Alpenstraße zum Großen Speikkogel mit Panoramablick über Kärnten.

iStock.com/Photofex-AT

Monte Zoncolan 
Vor diesem Monster haben sogar Profis Respekt. Und die alte Auffahrt von Priola aus ist dazu noch die heftigste Variante. Die Straße ist zunächst eher ein befestigter Eselspfad als eine Passstraße, ehe man auf den neuen ausgebauten Teil einschwenkt. So kommt man schon am Einstieg des Zoncolan in den Genuss von über zwanzig Prozent. Knapp neun Kilometer gesamt klingen nach wenig, aber dieser Berg kennt im Sinne von Eddy Merckx wirklich keine Gnade. Das Terrain fällt nie unter zehn Prozent Steigung, selbst wenn man die Kurven weit außen anfährt. Innen eskaliert die Steigung auf über dreißig Prozent Steigung! In ihrem Durchschnitt ist diese Straße eine der steilsten in den Alpen überhaupt. Auf den schmalen Teerbändern hat man deshalb außer Wanderern wenig Gesellschaft. Das Finale der letzten Giro d’Italia Etappe hier oben fand sogar noch auf Naturstraßen statt, Bilder belegen aber, dass man mittlerweile auf Asphalt bis auf die 1.740 Meter kommt. Das Verhältnis aus Tretleistung und Gewicht – hier zeigt es volle Wirkung.

> _GEZEIGTES MATERIAL_:

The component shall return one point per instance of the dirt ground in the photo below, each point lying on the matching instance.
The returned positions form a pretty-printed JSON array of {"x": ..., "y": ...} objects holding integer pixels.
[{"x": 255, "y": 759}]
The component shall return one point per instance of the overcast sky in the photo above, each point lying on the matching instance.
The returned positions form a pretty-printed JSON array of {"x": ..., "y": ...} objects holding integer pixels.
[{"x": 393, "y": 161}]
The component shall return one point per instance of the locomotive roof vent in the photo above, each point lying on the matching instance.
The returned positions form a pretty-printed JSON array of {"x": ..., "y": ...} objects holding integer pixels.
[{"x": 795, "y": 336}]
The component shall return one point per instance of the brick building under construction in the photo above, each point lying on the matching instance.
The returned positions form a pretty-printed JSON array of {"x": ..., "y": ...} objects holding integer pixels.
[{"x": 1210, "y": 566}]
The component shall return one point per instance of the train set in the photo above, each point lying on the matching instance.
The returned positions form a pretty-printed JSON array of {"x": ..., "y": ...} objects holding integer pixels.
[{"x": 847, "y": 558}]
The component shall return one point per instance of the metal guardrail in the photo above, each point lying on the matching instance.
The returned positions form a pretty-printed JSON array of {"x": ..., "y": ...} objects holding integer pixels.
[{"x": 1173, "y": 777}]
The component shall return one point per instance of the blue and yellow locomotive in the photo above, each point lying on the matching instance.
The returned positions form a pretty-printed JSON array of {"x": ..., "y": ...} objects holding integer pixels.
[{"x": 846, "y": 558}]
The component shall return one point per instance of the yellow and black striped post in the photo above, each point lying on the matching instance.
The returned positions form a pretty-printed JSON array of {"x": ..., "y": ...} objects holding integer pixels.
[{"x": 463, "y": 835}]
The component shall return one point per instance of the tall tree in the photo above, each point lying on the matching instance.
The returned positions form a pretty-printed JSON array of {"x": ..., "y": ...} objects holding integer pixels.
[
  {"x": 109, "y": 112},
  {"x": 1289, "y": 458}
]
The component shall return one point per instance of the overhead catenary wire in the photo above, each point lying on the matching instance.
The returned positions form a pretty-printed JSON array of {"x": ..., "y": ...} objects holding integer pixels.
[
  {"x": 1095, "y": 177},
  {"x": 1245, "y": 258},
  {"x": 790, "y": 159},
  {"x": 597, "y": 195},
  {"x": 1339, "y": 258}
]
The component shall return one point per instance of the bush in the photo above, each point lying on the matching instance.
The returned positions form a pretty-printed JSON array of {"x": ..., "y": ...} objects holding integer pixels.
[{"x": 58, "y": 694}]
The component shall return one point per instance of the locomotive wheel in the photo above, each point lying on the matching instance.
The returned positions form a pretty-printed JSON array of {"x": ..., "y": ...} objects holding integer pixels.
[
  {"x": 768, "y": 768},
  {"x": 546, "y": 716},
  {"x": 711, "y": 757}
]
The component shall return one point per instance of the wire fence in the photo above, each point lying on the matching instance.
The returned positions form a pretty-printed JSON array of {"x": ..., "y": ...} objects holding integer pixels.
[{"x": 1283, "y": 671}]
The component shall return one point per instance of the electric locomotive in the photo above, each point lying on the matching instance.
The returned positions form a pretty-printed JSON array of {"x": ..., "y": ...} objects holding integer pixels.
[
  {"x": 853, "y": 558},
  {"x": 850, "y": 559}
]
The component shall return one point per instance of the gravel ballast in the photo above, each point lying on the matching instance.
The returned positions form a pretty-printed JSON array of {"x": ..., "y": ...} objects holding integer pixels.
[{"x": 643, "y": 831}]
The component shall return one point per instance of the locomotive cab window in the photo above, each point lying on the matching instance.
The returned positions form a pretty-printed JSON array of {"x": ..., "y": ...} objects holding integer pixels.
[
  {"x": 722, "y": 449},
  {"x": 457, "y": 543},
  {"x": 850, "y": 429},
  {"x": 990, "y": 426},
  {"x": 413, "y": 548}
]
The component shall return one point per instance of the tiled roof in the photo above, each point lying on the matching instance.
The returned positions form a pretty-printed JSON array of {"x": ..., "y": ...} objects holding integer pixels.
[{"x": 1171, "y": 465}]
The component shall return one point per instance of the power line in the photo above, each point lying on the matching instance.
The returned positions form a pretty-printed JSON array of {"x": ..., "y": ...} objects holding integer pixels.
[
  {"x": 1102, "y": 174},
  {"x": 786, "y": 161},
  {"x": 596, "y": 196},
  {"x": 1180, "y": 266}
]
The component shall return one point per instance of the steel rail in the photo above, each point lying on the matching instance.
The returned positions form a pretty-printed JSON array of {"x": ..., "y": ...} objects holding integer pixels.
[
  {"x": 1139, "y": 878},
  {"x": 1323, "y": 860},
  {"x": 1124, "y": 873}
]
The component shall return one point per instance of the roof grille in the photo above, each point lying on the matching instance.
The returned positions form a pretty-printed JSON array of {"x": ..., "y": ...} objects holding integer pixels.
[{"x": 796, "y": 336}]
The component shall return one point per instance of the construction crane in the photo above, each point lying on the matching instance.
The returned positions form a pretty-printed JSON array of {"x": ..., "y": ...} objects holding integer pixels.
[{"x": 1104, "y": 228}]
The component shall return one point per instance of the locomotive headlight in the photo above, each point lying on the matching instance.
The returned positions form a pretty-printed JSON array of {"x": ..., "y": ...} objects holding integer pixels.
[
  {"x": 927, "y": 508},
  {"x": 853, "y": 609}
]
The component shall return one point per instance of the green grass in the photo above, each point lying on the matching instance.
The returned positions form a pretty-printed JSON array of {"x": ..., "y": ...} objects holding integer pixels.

> _KURZE AUFGABE_:
Schreibe den Text über den Monte Zoncolan im Anschluss an seinen letzten Satz weiter.

> _LÖSUNG DER AUFGABE_:
Extrem steiler Anstieg des Monte Zoncolan mit dichter Vegetation.

iStock.com/Alexis Amati

Top 5: Die schönsten Anstiege – ein Muss für Rennradfahrer*innen

Warum nicht das Angenehme mit dem Schönen verbinden? Es gibt grundsätzlich wenig Passstraßen, die landschaftlich so gar nichts zu bieten haben, schließlich bringt der Höhenunterschied auch immer eine bessere Aussicht mit sich. Für die folgenden fünf Anstiege ist das allerdings meilenweit untertrieben. Diese Brillanten unter den Steigungen faszinieren Rennradler*innen beim Bergauffahren nicht nur durch ihre harmonische Streckenführung und spektakuläre Aussicht, sondern auch durch ihre Einbettung in die Landschaft und Highlights an der Strecke. Wer diese Klassiker erklimmt, wird auf zweierlei Arten seines Atems beraubt.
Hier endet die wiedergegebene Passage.